#### 所给文章
%%
虽然按照我的观察,《少年派的奇幻漂流》的观众倾向相信有所谓的“第二个故事”存在,当然在观影的过程中,我有数度疑惑,只可惜我并没有先留给自己太多思考空间,看完片的两个小时内读了几篇对“第二故事”提供了不少叁照资料的文章,无疑让我自己也比较坚信第二故事的存在。而且我相信在整个影片过程这件事不是只有在片末才以“庄孝维”(台语,意通“呼悠”)的方式被随意处理。如果没有记错,派有过三次的“离题”,为的就是要召唤这第二故事。当然,前提是我们预设了李安是一个既能处理内容同时也在形式上多有着墨的导演。
第一次离题,是少儿派到教堂里“测试上帝的存在与否”,他很有勇气地溜进教堂,趁着无人目击的情况下欲偷喝圣水,却神通似地被牧师撞见,牧师递给派一杯水,说“你必然是渴了”,很显然,许多人为这句台词赋予了更深层的意义:牧师看出派的求知若渴。这当然是从影片前後文推论,派强调这个时期的自己对“信仰”起了很大的兴趣。可是,作为素未谋面的牧师,必然不可能超越普通的表象而看到派的内心;只不过,假如看到派要偷喝圣水而给他递水,应该也该有倒水的时间,被“缝合”的时间差造成了很大的暧昧性。总之,先不管是不是上帝告诉了牧师有个小屁孩要来偷喝圣水以测试上帝的权威性,总之,派出於某种理由转移了话题,他看向墙上的耶稣受难图,问说(大意):“为何上帝要派他的小孩来为人类受苦?”究竟牧师怎麽回答,我已记不清了,或许李安也不要观众记清楚吧。重要的是这个提问,也就是说,派是真的想知道答案呢?还是别有用意?但这个问题必然是个伏笔。
%%
(边界框标注条目)
%%
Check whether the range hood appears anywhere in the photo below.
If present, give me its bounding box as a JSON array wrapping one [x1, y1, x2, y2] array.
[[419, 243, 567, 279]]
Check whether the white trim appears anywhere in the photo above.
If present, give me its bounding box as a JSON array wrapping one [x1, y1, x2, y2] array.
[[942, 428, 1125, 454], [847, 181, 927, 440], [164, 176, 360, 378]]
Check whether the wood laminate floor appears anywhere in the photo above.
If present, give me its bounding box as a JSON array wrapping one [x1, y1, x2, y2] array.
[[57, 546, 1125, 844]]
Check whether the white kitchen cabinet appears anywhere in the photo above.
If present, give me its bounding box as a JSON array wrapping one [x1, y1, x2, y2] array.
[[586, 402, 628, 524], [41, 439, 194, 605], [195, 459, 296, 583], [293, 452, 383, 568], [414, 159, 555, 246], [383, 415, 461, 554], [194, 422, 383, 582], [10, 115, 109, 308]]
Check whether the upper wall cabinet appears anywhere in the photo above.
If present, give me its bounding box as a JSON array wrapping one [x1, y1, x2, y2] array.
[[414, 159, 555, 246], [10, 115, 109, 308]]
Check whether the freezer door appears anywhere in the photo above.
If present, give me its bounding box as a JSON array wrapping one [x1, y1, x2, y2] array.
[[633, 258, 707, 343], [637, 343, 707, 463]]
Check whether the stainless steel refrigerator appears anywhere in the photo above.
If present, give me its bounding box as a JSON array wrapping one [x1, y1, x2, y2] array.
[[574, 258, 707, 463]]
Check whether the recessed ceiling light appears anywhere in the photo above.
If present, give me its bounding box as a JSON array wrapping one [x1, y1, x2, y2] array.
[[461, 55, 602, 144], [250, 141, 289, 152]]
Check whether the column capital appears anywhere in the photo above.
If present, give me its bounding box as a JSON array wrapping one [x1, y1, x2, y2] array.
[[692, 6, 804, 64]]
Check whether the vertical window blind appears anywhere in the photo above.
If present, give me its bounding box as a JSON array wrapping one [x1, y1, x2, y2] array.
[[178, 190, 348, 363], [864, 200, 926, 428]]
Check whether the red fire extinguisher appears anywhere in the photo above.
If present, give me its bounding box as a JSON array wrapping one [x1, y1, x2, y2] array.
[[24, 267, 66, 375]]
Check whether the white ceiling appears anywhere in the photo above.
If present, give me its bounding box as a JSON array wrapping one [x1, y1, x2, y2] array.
%%
#### 练习任务
A. 在《少年派的奇幻漂流》影评中，牧师给派递水时说了什么？
B. 从最后一句之后续写《少年派的奇幻漂流》影评。
以上条目是另一份独立的材料。

#### 参考答案
A. 牧师说：“你必然是渴了。”

B.
少年派在(有点)迷上阿南蒂,一次舞蹈练习结束後,他跟踪阿南蒂被发现,他推说想问她关於舞蹈中的一个手势,阿南蒂回答那是一个“在森林里的莲花”之意。这里同样让人疑惑,首先在问问题之前,派精准无误地将舞蹈中各种复杂甚至难以联想的手势一一指出,可,唯独这一个在“造型上”容易理解的手势,他反而不清楚?甚至,阿南蒂的回答也是一种伏笔:森林里的莲花,怎麽想都是一幅超现实景象。再说,假如阿南蒂真是李安在原着之外的添加,这个阿南蒂背负的绝非简单的情窦初开,毕竟爱情这个元素在这部影片中几乎没有任何重要的位置。既然提到了阿南蒂,那就顺便讲一下这部片许多“说谎”的情况,多到彷佛像是在看雷乃这类欧洲导演的作品。这里最大的谎言是,派声称他忘记了他与阿南蒂分开当日的情景,可是画面却非常清晰地拍出阿南蒂为派系上一条红绳代表告别。那麽到底派有没有记得?这个镜头又是属於谁在看?既然李安选择了让老年派向作家讲述这个故事,则基本上这些“闪回影像”就算不要完全用“主观镜头”来拍摄,其实仍暗指了派的观点。因此,他“口说”忘记了,却“想望”了这个清晰的画面并且让观众也“见证了”。但无论如何,第二次的离题在於那森林莲花的意义。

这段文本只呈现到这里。